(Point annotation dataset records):
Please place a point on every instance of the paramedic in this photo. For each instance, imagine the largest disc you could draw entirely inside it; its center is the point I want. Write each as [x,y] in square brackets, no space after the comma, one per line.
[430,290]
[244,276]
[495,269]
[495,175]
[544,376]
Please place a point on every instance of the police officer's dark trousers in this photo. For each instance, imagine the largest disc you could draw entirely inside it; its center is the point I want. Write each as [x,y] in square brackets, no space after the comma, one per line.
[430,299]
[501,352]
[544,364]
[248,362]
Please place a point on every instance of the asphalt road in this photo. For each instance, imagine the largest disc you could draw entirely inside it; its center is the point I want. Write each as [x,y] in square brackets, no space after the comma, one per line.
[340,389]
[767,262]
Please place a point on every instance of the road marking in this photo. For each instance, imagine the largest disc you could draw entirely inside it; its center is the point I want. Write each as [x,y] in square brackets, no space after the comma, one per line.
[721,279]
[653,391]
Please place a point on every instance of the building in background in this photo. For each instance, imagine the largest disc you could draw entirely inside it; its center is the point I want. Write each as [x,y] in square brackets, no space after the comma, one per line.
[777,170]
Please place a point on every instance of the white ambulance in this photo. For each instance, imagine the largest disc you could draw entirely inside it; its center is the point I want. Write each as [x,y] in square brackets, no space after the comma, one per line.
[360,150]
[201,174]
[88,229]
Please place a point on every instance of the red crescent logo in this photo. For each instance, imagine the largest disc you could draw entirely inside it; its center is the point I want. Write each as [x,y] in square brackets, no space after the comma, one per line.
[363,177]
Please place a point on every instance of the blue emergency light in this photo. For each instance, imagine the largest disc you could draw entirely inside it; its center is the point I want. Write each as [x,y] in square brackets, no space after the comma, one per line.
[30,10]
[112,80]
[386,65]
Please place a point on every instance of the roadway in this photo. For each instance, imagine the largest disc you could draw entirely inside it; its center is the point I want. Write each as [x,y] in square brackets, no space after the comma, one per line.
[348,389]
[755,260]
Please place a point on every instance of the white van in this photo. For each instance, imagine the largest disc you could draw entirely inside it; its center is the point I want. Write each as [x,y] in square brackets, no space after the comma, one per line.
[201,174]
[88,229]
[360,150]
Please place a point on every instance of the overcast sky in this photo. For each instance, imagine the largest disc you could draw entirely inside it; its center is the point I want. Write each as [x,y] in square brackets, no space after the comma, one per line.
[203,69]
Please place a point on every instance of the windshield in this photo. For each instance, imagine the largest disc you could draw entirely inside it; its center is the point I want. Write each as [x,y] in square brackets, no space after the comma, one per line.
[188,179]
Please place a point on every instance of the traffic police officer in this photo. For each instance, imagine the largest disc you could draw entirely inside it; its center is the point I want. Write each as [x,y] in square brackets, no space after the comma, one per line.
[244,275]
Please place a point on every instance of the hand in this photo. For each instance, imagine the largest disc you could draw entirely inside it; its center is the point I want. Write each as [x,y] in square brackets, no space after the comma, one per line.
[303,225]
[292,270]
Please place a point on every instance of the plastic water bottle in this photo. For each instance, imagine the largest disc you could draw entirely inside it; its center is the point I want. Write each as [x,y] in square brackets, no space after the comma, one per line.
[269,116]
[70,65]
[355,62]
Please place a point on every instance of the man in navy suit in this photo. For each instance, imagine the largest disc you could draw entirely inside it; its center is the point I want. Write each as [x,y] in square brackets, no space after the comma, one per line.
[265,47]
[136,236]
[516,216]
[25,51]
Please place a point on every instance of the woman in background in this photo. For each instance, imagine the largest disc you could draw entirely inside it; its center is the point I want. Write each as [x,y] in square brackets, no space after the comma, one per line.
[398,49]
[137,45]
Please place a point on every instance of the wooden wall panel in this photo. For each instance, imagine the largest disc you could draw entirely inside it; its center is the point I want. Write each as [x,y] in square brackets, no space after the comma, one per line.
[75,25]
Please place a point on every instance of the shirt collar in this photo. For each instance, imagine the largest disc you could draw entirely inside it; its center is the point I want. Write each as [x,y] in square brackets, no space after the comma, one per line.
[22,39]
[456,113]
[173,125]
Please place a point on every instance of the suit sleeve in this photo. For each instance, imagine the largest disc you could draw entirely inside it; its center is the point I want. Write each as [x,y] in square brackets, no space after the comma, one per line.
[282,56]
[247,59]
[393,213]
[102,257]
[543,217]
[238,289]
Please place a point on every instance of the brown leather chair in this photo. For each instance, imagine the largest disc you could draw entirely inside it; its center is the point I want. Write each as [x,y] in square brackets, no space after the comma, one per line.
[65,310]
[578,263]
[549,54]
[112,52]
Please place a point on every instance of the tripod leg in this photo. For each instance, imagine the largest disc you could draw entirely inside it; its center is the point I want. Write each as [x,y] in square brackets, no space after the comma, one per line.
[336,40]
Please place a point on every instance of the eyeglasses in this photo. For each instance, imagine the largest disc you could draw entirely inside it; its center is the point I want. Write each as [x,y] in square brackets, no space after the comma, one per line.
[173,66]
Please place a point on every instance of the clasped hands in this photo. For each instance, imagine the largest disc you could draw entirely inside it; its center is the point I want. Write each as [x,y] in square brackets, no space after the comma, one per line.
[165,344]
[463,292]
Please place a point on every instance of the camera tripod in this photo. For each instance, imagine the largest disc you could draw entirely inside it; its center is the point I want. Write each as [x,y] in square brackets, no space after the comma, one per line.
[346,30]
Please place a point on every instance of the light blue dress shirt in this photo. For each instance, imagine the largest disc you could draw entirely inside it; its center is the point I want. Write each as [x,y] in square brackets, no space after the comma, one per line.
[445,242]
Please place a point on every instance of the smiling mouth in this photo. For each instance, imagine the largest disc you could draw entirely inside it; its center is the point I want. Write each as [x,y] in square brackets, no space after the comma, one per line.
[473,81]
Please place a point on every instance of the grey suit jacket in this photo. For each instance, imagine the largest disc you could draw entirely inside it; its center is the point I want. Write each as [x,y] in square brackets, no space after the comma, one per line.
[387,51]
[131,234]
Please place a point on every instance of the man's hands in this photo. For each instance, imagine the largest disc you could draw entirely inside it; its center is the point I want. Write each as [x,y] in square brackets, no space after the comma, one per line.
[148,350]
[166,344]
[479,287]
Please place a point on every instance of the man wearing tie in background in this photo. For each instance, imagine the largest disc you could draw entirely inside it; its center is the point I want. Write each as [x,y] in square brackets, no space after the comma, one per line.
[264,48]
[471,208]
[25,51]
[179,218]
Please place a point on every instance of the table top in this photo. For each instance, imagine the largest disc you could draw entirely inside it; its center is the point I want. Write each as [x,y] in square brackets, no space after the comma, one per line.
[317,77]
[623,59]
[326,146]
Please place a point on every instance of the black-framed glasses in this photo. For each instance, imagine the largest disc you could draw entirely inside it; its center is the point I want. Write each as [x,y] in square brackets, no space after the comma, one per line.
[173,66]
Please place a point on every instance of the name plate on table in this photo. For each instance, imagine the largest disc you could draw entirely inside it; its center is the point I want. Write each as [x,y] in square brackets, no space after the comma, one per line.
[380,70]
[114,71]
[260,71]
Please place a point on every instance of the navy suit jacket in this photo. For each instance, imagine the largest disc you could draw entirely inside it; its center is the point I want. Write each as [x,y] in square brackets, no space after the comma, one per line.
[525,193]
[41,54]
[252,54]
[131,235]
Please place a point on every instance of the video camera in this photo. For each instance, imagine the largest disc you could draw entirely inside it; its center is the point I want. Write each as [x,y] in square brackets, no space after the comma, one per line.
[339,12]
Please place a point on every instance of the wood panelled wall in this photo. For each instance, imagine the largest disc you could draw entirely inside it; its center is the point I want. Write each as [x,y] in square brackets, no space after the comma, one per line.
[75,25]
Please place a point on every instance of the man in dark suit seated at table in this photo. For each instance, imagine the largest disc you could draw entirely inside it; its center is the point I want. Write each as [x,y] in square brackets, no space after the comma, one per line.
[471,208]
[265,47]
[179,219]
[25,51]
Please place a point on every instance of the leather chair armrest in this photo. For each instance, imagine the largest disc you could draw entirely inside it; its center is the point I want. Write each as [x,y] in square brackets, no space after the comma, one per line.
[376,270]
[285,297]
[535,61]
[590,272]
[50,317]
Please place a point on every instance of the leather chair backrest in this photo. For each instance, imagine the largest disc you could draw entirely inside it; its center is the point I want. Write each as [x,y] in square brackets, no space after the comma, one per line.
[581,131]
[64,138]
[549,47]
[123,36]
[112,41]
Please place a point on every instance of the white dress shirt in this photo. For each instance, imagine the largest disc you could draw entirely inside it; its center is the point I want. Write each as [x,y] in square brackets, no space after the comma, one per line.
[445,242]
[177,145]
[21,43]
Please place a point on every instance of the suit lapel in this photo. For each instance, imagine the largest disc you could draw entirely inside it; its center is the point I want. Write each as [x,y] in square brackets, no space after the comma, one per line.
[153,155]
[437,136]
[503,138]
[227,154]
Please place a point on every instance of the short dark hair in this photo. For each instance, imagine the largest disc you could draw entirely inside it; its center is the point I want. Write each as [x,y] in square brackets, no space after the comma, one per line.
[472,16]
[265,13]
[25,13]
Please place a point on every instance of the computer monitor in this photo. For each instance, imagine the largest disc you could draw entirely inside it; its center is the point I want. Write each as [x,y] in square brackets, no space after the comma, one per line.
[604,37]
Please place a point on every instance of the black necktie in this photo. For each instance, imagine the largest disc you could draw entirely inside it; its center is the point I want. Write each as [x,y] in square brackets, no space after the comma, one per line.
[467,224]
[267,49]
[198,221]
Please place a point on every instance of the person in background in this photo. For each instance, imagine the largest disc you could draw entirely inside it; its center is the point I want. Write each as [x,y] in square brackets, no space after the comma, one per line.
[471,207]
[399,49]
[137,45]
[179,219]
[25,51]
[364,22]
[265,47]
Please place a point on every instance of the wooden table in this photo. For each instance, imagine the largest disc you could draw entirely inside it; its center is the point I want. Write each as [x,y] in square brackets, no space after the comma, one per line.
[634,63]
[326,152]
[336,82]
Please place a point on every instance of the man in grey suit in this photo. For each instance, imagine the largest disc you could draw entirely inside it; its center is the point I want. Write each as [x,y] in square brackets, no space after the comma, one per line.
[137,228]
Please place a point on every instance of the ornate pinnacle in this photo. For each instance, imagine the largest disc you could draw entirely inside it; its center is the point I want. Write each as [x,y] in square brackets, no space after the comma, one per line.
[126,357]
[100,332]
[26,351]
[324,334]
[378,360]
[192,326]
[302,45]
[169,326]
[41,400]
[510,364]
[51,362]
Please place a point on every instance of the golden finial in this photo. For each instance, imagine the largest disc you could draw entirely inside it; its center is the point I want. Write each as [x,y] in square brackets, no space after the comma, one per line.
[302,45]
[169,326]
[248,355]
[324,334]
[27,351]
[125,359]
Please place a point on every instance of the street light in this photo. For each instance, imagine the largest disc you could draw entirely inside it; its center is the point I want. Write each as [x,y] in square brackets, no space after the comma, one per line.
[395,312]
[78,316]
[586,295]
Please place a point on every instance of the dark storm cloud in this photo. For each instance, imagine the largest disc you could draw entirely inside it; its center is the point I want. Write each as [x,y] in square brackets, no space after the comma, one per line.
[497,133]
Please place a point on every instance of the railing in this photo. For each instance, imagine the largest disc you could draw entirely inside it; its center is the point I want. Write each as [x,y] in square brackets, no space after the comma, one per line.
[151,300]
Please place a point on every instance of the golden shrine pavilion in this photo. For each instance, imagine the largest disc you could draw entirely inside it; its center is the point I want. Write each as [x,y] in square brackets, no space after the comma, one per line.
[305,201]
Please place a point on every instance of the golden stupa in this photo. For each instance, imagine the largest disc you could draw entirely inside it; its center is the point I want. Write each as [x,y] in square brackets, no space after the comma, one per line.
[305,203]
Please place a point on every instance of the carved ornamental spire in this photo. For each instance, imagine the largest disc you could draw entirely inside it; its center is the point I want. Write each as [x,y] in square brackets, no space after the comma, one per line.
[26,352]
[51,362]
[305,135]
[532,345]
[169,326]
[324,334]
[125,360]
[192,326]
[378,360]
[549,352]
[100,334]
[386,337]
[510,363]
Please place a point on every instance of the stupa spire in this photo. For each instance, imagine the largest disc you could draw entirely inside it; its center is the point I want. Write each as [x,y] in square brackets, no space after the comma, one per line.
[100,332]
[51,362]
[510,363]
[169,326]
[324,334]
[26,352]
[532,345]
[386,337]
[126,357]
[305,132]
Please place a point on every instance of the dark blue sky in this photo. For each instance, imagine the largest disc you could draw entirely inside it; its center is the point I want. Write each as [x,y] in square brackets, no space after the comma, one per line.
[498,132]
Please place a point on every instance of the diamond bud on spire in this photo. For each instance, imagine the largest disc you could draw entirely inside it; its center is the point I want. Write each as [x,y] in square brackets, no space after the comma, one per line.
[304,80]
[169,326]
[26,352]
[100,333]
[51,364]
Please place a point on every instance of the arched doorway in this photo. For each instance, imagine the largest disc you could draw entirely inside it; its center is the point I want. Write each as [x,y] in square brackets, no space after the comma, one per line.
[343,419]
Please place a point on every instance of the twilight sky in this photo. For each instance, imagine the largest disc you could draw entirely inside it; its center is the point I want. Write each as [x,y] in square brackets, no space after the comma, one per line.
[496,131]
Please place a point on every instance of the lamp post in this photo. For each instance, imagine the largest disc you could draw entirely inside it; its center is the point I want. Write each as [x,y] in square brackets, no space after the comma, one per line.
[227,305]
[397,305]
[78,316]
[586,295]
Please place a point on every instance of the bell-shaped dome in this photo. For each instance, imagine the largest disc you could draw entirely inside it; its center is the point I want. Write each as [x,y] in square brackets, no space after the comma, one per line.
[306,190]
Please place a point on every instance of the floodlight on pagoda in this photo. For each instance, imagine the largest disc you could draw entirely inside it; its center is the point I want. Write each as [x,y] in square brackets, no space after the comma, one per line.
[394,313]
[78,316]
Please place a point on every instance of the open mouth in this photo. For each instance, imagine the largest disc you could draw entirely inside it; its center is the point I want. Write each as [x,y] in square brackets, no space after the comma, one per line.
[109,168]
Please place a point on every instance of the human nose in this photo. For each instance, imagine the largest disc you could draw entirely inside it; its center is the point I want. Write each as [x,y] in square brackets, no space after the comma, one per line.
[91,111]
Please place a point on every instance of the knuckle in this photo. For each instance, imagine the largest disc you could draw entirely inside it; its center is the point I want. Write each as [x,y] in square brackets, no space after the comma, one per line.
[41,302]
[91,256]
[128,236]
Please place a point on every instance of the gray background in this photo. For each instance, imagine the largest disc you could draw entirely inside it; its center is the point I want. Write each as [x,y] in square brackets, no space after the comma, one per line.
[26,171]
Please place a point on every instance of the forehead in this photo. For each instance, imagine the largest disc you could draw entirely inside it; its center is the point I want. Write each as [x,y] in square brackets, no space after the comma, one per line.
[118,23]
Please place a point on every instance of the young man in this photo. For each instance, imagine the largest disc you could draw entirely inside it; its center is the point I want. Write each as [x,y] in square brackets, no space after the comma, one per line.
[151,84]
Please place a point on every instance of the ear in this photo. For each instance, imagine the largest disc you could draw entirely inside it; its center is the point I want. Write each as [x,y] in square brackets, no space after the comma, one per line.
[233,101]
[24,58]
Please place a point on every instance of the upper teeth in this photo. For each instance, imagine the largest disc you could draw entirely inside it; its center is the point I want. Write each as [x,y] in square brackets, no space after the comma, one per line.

(Brief):
Copy, character for character, the lines from the line that holds "Please place a point on every instance of the ear" through the final line of the records above.

(Result of the task):
Please place a point on every instance of the ear in this photo. For each instance, imagine the largest disc you could draw entirely inside it; its center is the point I want. Write each as [x,y] in square brackets, no space after the comma, one per line.
[233,101]
[24,58]
Please place a point on every instance of the upper teeth in this photo. For each instance, imagine the largest disc you could draw entirely inside it; its center is the point I want. Write each as [x,y] in square brackets, no space after the comma, one per line.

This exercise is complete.